What this task involves
The response should be the data again, identical in every line.

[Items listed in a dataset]
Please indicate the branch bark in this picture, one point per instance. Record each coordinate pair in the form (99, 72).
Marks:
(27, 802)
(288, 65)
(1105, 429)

Response to the task
Please indicate the branch bark in this picture, one point per instance. Record each coordinate pair in the form (99, 72).
Marks:
(27, 802)
(288, 65)
(1105, 429)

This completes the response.